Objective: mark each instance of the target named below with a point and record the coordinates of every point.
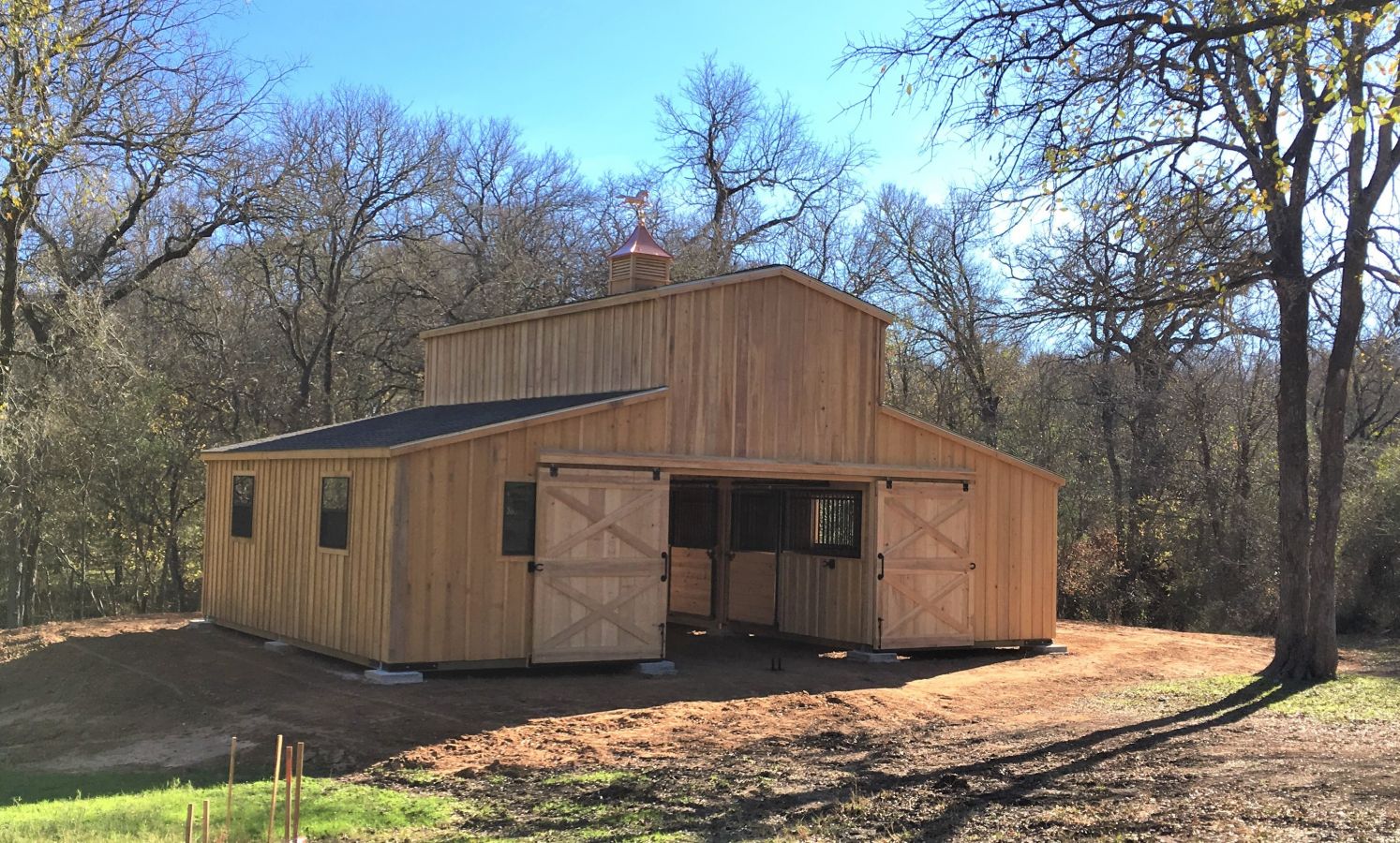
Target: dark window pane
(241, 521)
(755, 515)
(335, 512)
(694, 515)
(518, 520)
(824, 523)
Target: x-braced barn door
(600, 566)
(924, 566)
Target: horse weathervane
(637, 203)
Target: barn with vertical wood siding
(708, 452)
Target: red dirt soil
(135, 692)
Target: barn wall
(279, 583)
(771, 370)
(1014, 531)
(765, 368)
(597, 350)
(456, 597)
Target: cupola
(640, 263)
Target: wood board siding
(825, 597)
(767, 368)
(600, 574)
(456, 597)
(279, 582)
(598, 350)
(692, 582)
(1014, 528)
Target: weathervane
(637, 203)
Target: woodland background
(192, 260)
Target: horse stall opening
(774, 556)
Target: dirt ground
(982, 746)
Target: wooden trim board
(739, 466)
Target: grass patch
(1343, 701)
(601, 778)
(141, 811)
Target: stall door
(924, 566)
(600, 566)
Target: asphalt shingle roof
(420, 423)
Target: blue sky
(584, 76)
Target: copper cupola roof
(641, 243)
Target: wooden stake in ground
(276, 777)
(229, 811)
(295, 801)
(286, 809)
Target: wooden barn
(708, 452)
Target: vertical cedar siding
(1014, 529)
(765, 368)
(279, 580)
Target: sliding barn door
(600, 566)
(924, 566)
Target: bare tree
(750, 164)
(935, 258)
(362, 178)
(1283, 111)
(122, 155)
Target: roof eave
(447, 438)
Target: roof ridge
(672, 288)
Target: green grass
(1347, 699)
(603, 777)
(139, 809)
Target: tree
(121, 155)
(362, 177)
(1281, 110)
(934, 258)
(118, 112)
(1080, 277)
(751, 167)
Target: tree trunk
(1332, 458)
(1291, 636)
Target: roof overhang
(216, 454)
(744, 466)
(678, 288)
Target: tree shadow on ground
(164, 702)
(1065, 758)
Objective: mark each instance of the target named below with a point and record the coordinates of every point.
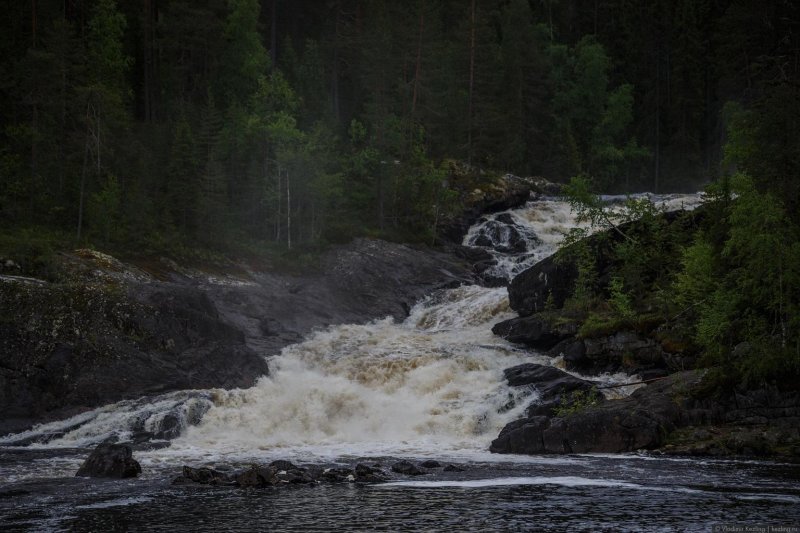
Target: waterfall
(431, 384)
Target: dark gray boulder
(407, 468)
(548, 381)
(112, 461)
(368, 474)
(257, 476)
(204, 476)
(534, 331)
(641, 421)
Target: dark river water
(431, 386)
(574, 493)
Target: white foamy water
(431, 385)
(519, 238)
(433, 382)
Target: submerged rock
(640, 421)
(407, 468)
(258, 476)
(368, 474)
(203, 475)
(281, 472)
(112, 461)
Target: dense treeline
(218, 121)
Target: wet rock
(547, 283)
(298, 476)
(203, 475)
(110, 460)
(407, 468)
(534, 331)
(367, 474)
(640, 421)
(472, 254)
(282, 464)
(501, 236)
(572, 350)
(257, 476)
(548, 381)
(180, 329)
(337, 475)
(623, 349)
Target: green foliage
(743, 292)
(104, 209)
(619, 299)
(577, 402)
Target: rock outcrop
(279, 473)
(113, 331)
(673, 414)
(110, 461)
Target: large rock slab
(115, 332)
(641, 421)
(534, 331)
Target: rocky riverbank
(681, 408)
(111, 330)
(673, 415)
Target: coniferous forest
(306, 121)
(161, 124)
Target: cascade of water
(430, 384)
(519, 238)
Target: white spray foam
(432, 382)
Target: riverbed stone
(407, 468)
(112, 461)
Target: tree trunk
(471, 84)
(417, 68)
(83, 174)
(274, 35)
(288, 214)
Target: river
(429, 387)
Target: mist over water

- DIRECTIONS: Reproduce all of the entries above line for line, leaving out the pictures.

- TASK OUTPUT:
Objective: mark each instance of the target named below with a point and record the coordinates of every point.
Target: dark window pane
(241, 521)
(755, 515)
(335, 512)
(694, 515)
(518, 520)
(824, 523)
Target: x-braced barn door
(600, 566)
(924, 566)
Target: horse weathervane
(637, 203)
Target: barn with vertical wood siding
(708, 452)
Target: red dirt soil
(135, 692)
Target: barn wall
(279, 583)
(771, 370)
(1014, 531)
(765, 368)
(597, 350)
(456, 597)
Target: cupola
(640, 263)
Target: wood board siding
(825, 597)
(767, 368)
(600, 574)
(456, 597)
(279, 582)
(598, 350)
(692, 582)
(1014, 528)
Target: weathervane
(637, 203)
Target: woodland background
(192, 260)
Target: horse stall opening
(774, 556)
Target: dirt ground
(982, 746)
Target: wooden trim board
(739, 466)
Target: grass patch
(1343, 701)
(601, 778)
(141, 811)
Target: stall door
(924, 566)
(600, 566)
Target: asphalt shingle roof
(420, 423)
Target: blue sky
(584, 76)
Target: copper cupola roof
(641, 243)
Target: wooden stake in ground
(276, 777)
(229, 811)
(295, 801)
(286, 809)
Target: wooden barn
(708, 452)
Target: vertical cedar siding
(1014, 529)
(765, 368)
(279, 580)
Target: sliding barn door
(600, 566)
(924, 566)
Target: bare tree
(750, 164)
(935, 258)
(362, 178)
(1283, 111)
(122, 155)
Target: roof eave
(447, 438)
Target: roof ridge
(672, 288)
Target: green grass
(1347, 699)
(603, 777)
(139, 809)
Target: tree
(121, 155)
(362, 177)
(1281, 110)
(934, 258)
(118, 112)
(1080, 277)
(751, 167)
Target: tree trunk
(1332, 458)
(1291, 636)
Target: roof overhang
(216, 454)
(744, 466)
(678, 288)
Target: tree shadow on ground
(164, 702)
(1065, 758)
Objective: mark each instance of the target named below with a point and record the coordinates of every point.
Target: waterfall
(431, 384)
Target: dark gray boulder
(407, 468)
(548, 381)
(112, 461)
(368, 474)
(257, 476)
(204, 476)
(534, 331)
(641, 421)
Target: dark river water
(431, 386)
(574, 493)
Target: white foamy water
(431, 385)
(519, 238)
(433, 382)
Target: submerged rock
(640, 421)
(407, 468)
(258, 476)
(368, 474)
(203, 475)
(281, 472)
(112, 461)
Target: dense treeline
(218, 121)
Target: wet rock
(547, 283)
(298, 476)
(203, 475)
(110, 460)
(407, 468)
(534, 331)
(367, 474)
(640, 421)
(472, 254)
(282, 464)
(501, 236)
(572, 350)
(257, 476)
(548, 381)
(180, 329)
(337, 475)
(623, 349)
Target: green foliage
(743, 292)
(104, 209)
(619, 299)
(577, 402)
Target: rock outcrop
(279, 473)
(113, 331)
(673, 414)
(110, 461)
Target: large rock slab
(115, 332)
(641, 421)
(534, 331)
Target: rocky riverbank
(681, 408)
(111, 330)
(673, 415)
Target: coniferous forest
(306, 121)
(161, 124)
Target: cascade of water
(430, 384)
(519, 238)
Target: white spray foam
(432, 382)
Target: riverbed stone
(407, 468)
(112, 461)
Target: tree trunk
(471, 84)
(417, 68)
(83, 174)
(274, 35)
(288, 214)
Target: river
(429, 387)
Target: mist over water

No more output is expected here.